_任务说明_. 根据引文,福特汽车公司与希凡尼亚公司给张忠谋的薪资相差多少?

_引文_.
____

在那个波澜壮阔、风起云涌的时代,“英雄”和“恶魔”都是时代造就的产物,半导体的浪潮成就了家独一无二的半导体企业——台积电。

前传

一家公司的风格主要看其创始人,一个人的起点高度很大程度取决于出生或者门第,以及后期受教育及成长的经历。这里蛋哥要从台积电的创始人张忠谋说起。

张忠谋1931年出生在宁波鄞县一个官宦家庭,父亲张蔚观毕业于上海沪江大学,在张忠谋出生时,张蔚观已官至宁波财政局长。随着日本侵华战事,张忠谋跟随着家人辗转宁波、南京、广州、香港、重庆。

张忠谋在上海读的高中,喜欢写作,自认为可以当个作家。被父亲一句话打消了念头“写作是一个不以谋生的职业,当作家是要饿肚子的。”

遵父命,张忠谋报考了沪江大学的银行系,录取了,还去上了两个月的课。此时已是一九四八年十月,东北已易色,淮海战役即将开始。战事近在眼前,上海又将易主,张忠谋一家决定再次前往香港。

返校是遥遥无期了,张忠谋是家中的独子,要作长远打算。港大彼时名气不大,香港未来就业形势也不容乐观,不如赴美上学前途更加光明些。文科之前就被否决,华人读商科在美也难就业,还是选个理工科更好就业(张忠谋的三叔就是美国波士顿东北大学教授)。

1949年,张忠谋考入哈佛大学,克服了初期的胆怯、自卑(1000多名新生中只有两名亚洲人,另一名是位日本同学),英语水平突飞猛进,成绩进入前10%。1950年,张忠谋从哈佛转到了隔壁的麻省理工学院(MIT)机械系,在这里学习了四年(大学三年,硕士研究生一年)。

张忠谋两年两次报考MIT的博士都落选了(当时的录取率40%)。按当时规定则不可以再申报了,张忠谋只得去参加工作。1955年,24岁的张忠谋发出求职信若干,收到了4份面试通知。张忠谋以薪资的多寡来决定为谁“卖命”。最后剩下两家:福特汽车公司与希凡尼亚公司,两者的薪资仅相差一美元。

张忠谋打电话给福特汽车的人事经理(还希望对方支付长途电话费),想要高一点的薪资,但遭到对方一口拒绝。张忠谋是学机械专业的,到福特汽车工作也算专业对口,福利保障当然更好,但碍于面子,年少气盛的张忠谋前往希凡尼亚,无心之中成就了一段霸业。

张忠谋入职希凡尼亚的那一年,一个叫戈登·摩尔(英特尔创始人之一)的26岁美国青年,同样进入肖克利半导体实验室。后来他提出了著名的摩尔定律:当价格不变时,集成电路上可容纳的晶体管数目,约每隔18个月便会增加一倍,性能也将提升一倍。换言之,每一美元所能买到的电脑性能,将每隔18个月翻两倍以上。这一定律揭示了信息技术进步的速度。

____

(带标注的轮廓条目)
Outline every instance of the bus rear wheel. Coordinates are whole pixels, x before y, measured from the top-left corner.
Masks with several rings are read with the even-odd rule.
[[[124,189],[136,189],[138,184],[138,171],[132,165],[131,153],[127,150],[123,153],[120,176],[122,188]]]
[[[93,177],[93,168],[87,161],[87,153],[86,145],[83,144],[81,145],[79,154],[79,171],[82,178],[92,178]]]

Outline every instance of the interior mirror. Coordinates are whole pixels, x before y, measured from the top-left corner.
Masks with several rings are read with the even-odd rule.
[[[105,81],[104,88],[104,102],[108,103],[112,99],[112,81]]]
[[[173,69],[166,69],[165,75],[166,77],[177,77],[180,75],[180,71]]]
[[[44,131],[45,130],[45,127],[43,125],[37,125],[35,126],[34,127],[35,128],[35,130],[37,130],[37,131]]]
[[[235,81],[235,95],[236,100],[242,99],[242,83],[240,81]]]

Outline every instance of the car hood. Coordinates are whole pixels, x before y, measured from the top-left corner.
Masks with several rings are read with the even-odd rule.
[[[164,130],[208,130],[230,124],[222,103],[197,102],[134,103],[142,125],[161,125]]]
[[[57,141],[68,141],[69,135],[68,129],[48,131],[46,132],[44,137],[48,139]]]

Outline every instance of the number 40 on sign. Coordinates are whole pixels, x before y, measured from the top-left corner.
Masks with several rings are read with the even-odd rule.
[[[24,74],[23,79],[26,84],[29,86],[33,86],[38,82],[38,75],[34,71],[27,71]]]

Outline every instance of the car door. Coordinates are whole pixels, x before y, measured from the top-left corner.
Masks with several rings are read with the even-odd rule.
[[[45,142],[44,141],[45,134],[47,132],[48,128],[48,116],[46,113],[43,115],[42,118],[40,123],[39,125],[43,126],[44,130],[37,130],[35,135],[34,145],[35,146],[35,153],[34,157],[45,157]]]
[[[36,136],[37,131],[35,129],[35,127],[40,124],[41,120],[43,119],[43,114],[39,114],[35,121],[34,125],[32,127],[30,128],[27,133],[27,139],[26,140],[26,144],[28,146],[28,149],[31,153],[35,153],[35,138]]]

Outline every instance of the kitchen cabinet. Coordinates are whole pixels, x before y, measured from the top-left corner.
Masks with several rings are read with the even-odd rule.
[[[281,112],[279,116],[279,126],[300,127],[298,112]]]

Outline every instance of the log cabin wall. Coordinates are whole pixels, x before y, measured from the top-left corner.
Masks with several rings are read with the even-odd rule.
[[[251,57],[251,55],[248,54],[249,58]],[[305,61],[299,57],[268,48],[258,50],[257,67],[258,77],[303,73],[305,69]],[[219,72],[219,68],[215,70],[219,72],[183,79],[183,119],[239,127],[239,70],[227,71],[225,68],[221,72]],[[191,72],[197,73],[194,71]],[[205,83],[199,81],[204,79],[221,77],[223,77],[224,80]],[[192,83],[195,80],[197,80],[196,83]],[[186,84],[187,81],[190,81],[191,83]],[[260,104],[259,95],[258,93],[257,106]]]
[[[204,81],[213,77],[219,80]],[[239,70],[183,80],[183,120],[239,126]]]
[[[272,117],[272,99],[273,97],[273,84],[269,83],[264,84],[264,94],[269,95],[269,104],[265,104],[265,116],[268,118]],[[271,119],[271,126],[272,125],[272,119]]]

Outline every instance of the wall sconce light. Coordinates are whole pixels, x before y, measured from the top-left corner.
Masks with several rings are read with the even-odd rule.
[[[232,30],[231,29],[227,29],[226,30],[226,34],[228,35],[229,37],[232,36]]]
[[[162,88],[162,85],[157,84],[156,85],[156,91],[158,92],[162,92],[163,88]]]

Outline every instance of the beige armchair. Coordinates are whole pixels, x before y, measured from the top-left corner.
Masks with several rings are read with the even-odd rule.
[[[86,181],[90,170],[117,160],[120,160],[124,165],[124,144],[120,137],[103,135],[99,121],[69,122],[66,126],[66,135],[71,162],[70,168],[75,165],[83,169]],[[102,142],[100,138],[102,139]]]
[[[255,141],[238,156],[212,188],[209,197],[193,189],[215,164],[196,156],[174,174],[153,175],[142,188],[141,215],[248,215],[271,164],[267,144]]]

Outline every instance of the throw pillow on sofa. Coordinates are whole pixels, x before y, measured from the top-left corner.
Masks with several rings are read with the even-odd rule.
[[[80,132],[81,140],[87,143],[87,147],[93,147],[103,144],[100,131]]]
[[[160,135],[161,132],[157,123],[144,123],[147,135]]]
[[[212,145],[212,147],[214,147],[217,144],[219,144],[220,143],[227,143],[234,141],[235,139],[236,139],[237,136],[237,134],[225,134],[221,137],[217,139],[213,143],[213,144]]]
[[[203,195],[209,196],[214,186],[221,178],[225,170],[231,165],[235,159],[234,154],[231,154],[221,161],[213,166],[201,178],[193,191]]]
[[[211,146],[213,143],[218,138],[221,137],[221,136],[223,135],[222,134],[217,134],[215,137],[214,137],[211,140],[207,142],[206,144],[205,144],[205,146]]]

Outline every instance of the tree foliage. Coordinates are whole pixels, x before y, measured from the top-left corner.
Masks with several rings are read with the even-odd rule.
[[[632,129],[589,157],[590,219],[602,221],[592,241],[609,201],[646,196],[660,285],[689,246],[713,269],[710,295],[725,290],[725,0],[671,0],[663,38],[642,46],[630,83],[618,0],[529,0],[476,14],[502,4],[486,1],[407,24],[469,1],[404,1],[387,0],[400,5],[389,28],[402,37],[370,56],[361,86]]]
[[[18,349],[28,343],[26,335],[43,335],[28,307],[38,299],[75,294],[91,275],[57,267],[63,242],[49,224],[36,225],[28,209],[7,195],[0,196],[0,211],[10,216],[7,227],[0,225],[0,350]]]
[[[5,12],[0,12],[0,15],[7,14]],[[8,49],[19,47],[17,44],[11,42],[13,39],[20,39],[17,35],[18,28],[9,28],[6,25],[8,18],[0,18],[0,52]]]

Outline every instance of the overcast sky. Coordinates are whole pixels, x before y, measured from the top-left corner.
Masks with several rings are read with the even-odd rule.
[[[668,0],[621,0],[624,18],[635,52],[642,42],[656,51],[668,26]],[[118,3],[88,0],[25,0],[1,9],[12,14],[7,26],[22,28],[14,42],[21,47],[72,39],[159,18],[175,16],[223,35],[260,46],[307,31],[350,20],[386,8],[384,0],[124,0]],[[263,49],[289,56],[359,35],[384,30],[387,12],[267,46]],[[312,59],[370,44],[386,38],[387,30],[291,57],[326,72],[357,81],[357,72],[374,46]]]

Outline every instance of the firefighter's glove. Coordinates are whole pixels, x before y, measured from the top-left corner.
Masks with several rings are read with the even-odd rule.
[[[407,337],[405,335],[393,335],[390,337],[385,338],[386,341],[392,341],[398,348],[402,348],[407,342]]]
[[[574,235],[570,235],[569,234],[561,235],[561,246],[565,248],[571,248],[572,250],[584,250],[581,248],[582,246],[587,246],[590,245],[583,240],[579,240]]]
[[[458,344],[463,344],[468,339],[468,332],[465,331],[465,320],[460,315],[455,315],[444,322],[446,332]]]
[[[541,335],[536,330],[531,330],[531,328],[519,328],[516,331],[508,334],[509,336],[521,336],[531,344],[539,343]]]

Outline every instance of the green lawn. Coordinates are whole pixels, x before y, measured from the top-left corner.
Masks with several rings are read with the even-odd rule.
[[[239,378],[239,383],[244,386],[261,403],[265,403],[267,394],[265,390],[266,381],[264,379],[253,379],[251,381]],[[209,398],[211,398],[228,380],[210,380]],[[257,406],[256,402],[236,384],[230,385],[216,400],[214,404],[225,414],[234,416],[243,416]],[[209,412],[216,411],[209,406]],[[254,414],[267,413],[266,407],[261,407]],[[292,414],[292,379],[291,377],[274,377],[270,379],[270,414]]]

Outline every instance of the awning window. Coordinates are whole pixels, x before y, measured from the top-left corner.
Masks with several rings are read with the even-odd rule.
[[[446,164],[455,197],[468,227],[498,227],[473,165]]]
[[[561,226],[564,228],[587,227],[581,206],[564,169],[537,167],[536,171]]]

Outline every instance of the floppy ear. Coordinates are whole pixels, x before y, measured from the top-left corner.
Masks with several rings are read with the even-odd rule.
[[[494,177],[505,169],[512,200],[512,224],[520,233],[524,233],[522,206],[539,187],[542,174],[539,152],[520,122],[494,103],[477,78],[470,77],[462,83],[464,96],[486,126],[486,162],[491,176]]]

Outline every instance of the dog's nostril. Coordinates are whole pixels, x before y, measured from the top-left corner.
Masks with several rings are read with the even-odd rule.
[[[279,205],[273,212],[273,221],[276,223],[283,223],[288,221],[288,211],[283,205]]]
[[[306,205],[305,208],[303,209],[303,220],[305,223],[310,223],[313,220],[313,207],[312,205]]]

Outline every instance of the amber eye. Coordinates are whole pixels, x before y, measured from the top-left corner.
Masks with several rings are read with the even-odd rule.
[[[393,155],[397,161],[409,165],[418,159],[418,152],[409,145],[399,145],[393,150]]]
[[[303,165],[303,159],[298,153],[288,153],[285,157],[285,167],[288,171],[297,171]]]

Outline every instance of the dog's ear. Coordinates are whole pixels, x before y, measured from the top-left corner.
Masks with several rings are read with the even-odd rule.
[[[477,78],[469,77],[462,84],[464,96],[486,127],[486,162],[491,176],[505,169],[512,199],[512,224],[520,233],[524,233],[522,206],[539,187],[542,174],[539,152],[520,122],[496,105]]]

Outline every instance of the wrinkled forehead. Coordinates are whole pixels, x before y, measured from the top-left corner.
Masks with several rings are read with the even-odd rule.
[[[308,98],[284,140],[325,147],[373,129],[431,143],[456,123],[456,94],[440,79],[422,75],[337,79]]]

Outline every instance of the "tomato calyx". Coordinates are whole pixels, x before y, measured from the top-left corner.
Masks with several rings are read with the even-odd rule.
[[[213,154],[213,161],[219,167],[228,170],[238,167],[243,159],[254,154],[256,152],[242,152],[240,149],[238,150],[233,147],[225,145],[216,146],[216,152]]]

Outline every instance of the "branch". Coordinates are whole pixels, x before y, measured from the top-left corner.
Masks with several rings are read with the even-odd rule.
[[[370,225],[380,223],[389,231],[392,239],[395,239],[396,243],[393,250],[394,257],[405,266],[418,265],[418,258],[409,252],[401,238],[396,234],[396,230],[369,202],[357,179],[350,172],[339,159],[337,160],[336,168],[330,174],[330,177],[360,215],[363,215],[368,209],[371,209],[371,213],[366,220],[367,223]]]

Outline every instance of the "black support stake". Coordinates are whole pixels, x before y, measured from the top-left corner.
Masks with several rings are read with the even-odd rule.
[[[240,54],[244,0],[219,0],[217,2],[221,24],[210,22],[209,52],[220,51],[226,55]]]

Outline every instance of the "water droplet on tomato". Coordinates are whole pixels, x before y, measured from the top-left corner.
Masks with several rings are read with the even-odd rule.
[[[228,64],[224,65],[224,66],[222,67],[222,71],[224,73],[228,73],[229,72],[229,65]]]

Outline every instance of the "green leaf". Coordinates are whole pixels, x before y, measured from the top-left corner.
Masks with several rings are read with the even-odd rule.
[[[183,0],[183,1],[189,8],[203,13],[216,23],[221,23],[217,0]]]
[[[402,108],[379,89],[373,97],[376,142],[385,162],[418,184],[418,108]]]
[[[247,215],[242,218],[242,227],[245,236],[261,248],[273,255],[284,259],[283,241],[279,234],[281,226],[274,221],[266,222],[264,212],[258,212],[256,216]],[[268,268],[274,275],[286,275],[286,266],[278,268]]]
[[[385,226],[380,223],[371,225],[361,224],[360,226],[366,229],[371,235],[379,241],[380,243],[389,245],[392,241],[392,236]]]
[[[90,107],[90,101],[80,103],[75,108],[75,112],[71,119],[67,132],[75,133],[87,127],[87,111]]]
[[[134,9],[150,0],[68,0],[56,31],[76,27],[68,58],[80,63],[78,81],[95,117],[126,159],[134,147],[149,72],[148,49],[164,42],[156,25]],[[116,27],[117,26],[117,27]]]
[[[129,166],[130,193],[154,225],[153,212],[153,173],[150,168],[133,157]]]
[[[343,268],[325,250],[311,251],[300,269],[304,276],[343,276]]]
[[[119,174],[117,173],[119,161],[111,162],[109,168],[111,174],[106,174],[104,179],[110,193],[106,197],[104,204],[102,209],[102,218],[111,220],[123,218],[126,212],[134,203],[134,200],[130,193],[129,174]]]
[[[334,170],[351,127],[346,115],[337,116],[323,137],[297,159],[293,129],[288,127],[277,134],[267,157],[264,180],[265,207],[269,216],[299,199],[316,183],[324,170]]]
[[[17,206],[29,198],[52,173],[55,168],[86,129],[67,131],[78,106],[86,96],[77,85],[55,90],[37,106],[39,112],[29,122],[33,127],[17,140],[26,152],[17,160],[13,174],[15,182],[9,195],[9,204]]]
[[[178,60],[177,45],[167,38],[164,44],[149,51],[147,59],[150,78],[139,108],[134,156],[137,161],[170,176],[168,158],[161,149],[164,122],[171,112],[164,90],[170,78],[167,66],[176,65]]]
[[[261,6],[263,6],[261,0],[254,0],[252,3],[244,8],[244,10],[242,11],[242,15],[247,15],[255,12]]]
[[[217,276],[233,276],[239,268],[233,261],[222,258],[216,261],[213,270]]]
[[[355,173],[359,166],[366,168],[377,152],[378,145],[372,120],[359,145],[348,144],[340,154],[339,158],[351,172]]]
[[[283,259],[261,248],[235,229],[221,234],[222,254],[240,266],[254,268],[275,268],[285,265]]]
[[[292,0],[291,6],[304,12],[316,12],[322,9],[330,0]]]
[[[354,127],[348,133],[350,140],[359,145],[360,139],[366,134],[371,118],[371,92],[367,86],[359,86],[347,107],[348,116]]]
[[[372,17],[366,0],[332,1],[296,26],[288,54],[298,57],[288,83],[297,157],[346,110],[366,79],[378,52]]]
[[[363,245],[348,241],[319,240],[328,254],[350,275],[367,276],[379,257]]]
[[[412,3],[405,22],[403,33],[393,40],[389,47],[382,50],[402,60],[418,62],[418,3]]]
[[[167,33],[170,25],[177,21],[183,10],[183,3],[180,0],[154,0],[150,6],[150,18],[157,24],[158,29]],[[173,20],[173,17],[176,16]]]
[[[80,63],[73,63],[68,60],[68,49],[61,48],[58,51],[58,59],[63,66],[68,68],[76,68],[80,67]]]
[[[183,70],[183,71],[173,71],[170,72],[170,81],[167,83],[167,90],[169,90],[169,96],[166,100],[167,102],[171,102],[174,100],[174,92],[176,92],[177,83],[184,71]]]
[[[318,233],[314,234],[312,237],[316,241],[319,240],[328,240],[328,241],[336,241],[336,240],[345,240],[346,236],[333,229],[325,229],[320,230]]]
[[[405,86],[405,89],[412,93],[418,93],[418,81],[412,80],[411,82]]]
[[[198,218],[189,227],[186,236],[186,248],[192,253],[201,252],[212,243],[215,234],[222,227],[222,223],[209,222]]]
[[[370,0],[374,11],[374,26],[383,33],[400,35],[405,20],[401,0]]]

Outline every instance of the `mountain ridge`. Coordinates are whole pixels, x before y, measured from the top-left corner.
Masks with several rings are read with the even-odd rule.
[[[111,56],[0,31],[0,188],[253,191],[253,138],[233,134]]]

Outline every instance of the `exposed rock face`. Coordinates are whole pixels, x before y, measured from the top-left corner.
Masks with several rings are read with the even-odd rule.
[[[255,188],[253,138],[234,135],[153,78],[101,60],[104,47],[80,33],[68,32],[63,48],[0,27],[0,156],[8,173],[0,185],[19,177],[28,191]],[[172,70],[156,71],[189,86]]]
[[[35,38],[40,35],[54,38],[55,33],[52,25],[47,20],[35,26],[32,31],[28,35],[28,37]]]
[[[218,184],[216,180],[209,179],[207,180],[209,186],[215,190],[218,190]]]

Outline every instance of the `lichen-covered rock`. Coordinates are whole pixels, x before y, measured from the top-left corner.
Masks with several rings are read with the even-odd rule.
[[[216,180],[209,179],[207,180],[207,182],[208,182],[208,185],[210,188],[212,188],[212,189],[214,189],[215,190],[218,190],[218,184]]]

____

_参考答案_. 仅相差一美元。